* [SUPPLIED MATERIAL]:
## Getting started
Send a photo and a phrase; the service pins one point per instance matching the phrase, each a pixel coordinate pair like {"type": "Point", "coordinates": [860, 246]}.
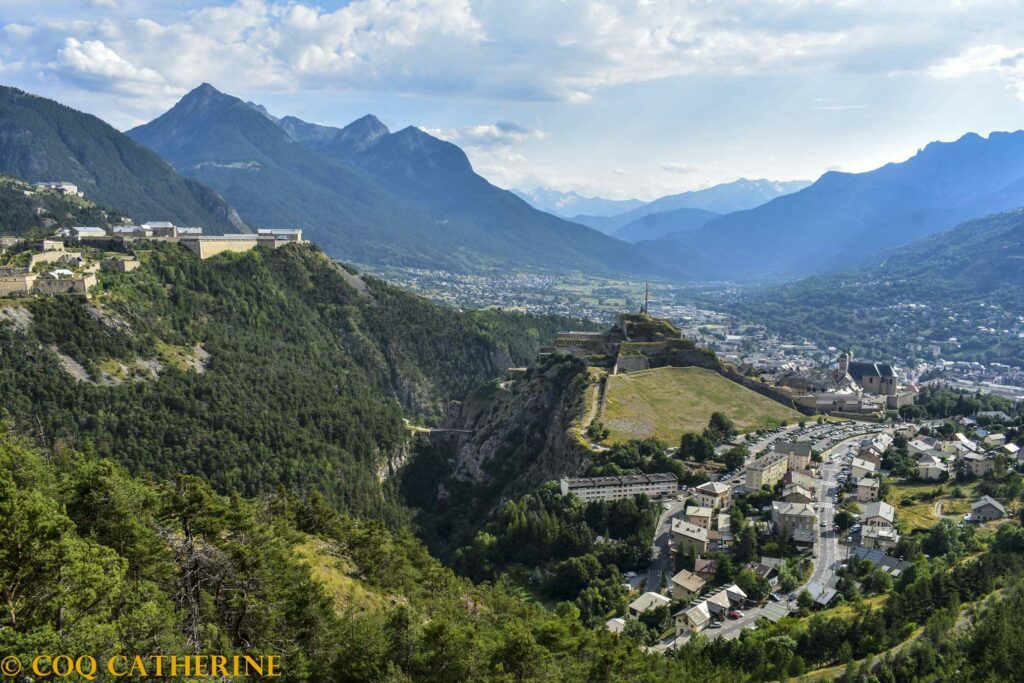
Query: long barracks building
{"type": "Point", "coordinates": [617, 487]}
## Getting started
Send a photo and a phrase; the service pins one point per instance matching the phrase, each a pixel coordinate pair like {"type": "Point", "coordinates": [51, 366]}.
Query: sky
{"type": "Point", "coordinates": [615, 98]}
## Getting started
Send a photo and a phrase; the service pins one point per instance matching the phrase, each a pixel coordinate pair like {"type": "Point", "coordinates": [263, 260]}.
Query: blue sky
{"type": "Point", "coordinates": [635, 98]}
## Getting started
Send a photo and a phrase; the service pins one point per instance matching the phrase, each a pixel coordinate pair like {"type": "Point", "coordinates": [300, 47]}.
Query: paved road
{"type": "Point", "coordinates": [660, 562]}
{"type": "Point", "coordinates": [829, 552]}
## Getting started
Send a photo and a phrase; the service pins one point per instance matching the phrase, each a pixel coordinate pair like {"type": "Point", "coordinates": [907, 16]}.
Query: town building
{"type": "Point", "coordinates": [977, 464]}
{"type": "Point", "coordinates": [794, 493]}
{"type": "Point", "coordinates": [767, 470]}
{"type": "Point", "coordinates": [620, 487]}
{"type": "Point", "coordinates": [693, 619]}
{"type": "Point", "coordinates": [879, 513]}
{"type": "Point", "coordinates": [873, 378]}
{"type": "Point", "coordinates": [684, 534]}
{"type": "Point", "coordinates": [931, 468]}
{"type": "Point", "coordinates": [861, 468]}
{"type": "Point", "coordinates": [699, 516]}
{"type": "Point", "coordinates": [800, 518]}
{"type": "Point", "coordinates": [714, 495]}
{"type": "Point", "coordinates": [879, 538]}
{"type": "Point", "coordinates": [799, 454]}
{"type": "Point", "coordinates": [985, 509]}
{"type": "Point", "coordinates": [646, 602]}
{"type": "Point", "coordinates": [867, 489]}
{"type": "Point", "coordinates": [686, 584]}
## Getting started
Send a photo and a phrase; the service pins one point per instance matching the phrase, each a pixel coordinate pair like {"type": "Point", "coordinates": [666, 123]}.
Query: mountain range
{"type": "Point", "coordinates": [726, 198]}
{"type": "Point", "coordinates": [42, 140]}
{"type": "Point", "coordinates": [844, 218]}
{"type": "Point", "coordinates": [369, 195]}
{"type": "Point", "coordinates": [570, 204]}
{"type": "Point", "coordinates": [654, 225]}
{"type": "Point", "coordinates": [964, 284]}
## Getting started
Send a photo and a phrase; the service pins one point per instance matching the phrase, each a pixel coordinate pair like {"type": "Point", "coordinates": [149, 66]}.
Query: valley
{"type": "Point", "coordinates": [333, 392]}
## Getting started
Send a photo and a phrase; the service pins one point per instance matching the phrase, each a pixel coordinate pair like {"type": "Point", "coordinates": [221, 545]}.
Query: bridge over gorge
{"type": "Point", "coordinates": [434, 430]}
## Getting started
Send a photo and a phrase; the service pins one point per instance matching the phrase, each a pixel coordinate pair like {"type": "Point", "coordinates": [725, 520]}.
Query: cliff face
{"type": "Point", "coordinates": [514, 436]}
{"type": "Point", "coordinates": [520, 429]}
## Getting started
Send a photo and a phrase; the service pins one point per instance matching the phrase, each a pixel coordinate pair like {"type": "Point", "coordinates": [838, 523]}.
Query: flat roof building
{"type": "Point", "coordinates": [619, 487]}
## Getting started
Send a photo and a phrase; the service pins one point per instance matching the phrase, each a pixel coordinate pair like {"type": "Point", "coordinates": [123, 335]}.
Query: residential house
{"type": "Point", "coordinates": [685, 534]}
{"type": "Point", "coordinates": [861, 468]}
{"type": "Point", "coordinates": [977, 464]}
{"type": "Point", "coordinates": [616, 625]}
{"type": "Point", "coordinates": [706, 568]}
{"type": "Point", "coordinates": [686, 584]}
{"type": "Point", "coordinates": [867, 489]}
{"type": "Point", "coordinates": [646, 602]}
{"type": "Point", "coordinates": [799, 454]}
{"type": "Point", "coordinates": [714, 495]}
{"type": "Point", "coordinates": [994, 440]}
{"type": "Point", "coordinates": [699, 516]}
{"type": "Point", "coordinates": [878, 513]}
{"type": "Point", "coordinates": [767, 470]}
{"type": "Point", "coordinates": [985, 509]}
{"type": "Point", "coordinates": [767, 572]}
{"type": "Point", "coordinates": [932, 469]}
{"type": "Point", "coordinates": [800, 518]}
{"type": "Point", "coordinates": [879, 538]}
{"type": "Point", "coordinates": [794, 493]}
{"type": "Point", "coordinates": [692, 619]}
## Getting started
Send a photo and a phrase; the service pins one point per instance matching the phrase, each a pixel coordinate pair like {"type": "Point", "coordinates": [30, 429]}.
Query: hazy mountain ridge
{"type": "Point", "coordinates": [721, 199]}
{"type": "Point", "coordinates": [567, 205]}
{"type": "Point", "coordinates": [845, 217]}
{"type": "Point", "coordinates": [655, 225]}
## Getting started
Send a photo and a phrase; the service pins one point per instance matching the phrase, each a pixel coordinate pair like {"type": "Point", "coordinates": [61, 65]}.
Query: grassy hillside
{"type": "Point", "coordinates": [46, 210]}
{"type": "Point", "coordinates": [667, 401]}
{"type": "Point", "coordinates": [41, 139]}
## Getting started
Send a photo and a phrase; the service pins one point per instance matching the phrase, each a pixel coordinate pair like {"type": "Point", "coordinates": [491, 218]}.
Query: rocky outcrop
{"type": "Point", "coordinates": [518, 432]}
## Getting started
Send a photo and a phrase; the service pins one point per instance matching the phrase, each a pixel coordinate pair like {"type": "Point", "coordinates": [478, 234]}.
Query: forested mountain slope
{"type": "Point", "coordinates": [256, 370]}
{"type": "Point", "coordinates": [41, 139]}
{"type": "Point", "coordinates": [98, 562]}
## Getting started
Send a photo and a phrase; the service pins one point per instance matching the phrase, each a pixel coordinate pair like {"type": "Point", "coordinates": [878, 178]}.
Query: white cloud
{"type": "Point", "coordinates": [681, 169]}
{"type": "Point", "coordinates": [93, 59]}
{"type": "Point", "coordinates": [494, 49]}
{"type": "Point", "coordinates": [498, 134]}
{"type": "Point", "coordinates": [999, 59]}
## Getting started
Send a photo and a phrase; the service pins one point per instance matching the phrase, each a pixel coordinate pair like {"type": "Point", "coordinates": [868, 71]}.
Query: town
{"type": "Point", "coordinates": [832, 495]}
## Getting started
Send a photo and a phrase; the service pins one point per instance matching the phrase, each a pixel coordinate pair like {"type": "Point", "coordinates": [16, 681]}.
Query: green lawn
{"type": "Point", "coordinates": [921, 512]}
{"type": "Point", "coordinates": [667, 401]}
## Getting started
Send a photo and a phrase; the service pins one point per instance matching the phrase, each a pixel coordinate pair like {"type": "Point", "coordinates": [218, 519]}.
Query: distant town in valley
{"type": "Point", "coordinates": [512, 342]}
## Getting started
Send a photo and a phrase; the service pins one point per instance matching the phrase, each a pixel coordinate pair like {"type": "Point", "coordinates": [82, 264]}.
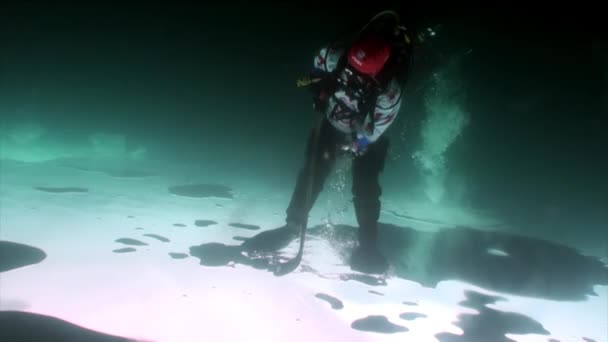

* [AIM]: Count the lines of the material above that contain the string "valley", treating case as significant. Give only the number.

* [COMPLETED EXERCISE]: 2